EXERCISE AIM
Of all the lines in the records below, copy only those that contain the string "magnifier".

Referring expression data
====
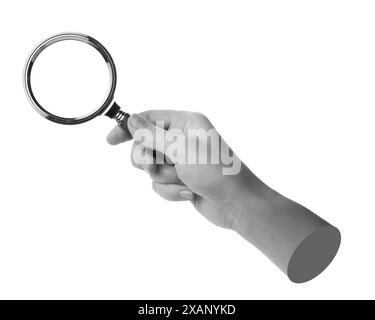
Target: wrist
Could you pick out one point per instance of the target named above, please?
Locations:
(299, 242)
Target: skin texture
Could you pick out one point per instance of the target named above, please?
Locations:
(299, 242)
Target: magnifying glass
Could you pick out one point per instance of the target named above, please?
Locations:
(72, 83)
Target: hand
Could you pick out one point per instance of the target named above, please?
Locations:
(211, 192)
(174, 149)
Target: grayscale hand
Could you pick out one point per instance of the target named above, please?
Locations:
(299, 242)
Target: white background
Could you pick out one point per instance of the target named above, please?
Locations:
(289, 84)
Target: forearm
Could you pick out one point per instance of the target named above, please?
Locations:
(299, 242)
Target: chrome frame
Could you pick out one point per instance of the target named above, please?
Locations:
(62, 37)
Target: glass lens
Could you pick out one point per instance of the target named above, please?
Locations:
(70, 79)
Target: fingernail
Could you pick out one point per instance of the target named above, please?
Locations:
(186, 194)
(134, 120)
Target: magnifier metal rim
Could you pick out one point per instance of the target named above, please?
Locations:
(62, 37)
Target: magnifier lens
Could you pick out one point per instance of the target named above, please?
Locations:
(70, 79)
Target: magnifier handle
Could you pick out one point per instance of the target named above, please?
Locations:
(120, 116)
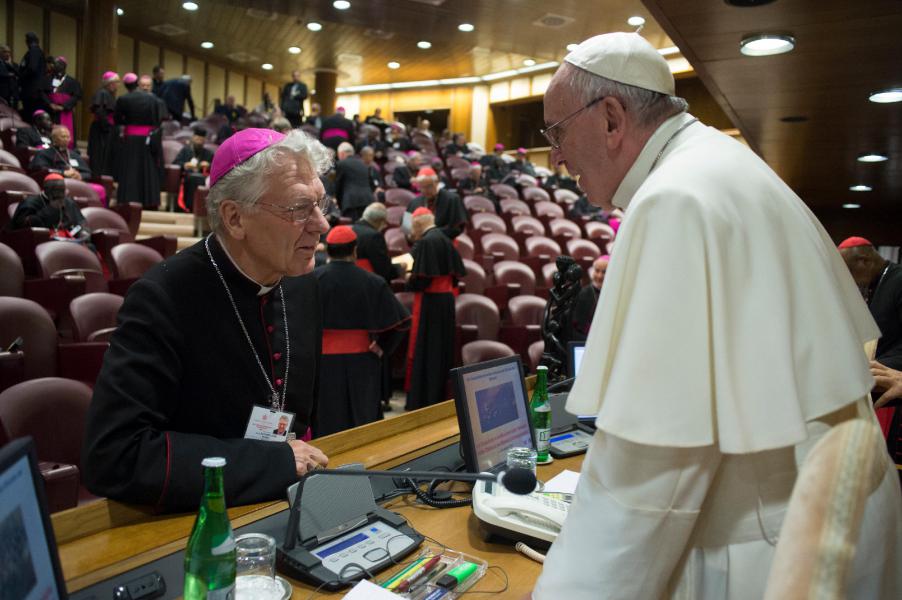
====
RESULT OF THIS EXERCISE
Target: magnifier metal rim
Target: magnifier lens
Target: magnifier handle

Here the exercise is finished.